Prompt → If a record holds a picture, drop the picture and return the rest of the record word for word.

Material for this task →
Start of Block

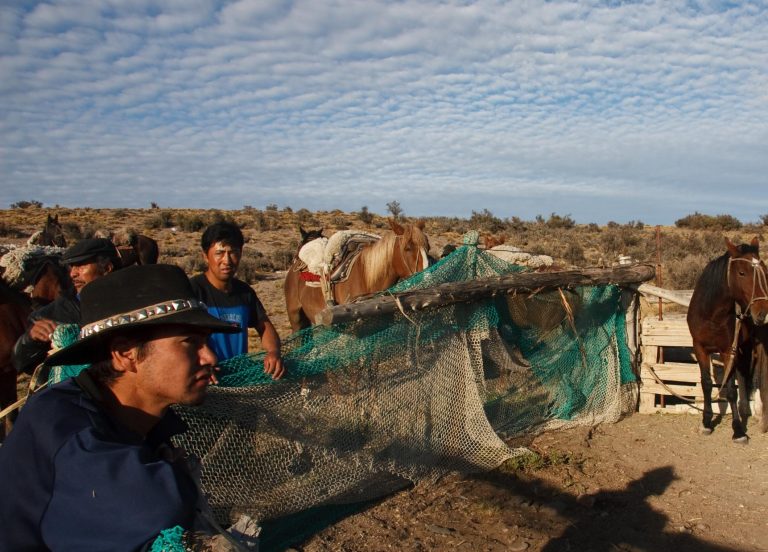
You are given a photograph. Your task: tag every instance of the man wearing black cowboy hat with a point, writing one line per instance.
(87, 260)
(89, 464)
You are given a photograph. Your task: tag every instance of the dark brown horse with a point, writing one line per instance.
(141, 249)
(48, 278)
(52, 234)
(14, 309)
(729, 300)
(397, 255)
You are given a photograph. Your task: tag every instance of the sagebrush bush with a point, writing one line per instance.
(162, 219)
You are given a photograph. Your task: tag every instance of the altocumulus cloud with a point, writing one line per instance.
(602, 110)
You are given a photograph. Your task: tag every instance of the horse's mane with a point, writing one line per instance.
(712, 283)
(378, 258)
(9, 295)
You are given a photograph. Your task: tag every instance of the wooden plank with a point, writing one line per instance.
(651, 386)
(667, 340)
(686, 408)
(681, 297)
(459, 292)
(675, 371)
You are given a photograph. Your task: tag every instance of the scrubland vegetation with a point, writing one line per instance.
(272, 233)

End of Block

Answer space →
You are given a photograph. Your task: tag every instance of the man wearing black cowboy hat with a point, writing one line per instance.
(87, 260)
(89, 464)
You are given a photograph. Your task: tag every instance of the dark brown horse with a point, writing one line per instance.
(141, 249)
(48, 278)
(52, 234)
(14, 309)
(729, 300)
(397, 255)
You are given a photograph. Your task: tag every instance of the sagebrush bush with a point, writing one line per instance.
(162, 219)
You are given a photograph. Your task: tag every instance of the altocumulus cloud with a point, writing one line per instance.
(602, 110)
You are given a photograph. Your task: tag every instance of the horse's mane with a point, writing one line per instance.
(712, 283)
(378, 258)
(9, 295)
You are given a photograph. Your task: tag every instance of the wooden plank with a point, writing one line per instance.
(651, 386)
(667, 340)
(686, 408)
(681, 297)
(459, 292)
(675, 371)
You are given a photograph. Your task: tag every instance of the scrubland vegetation with a point, writing one line per instance.
(272, 233)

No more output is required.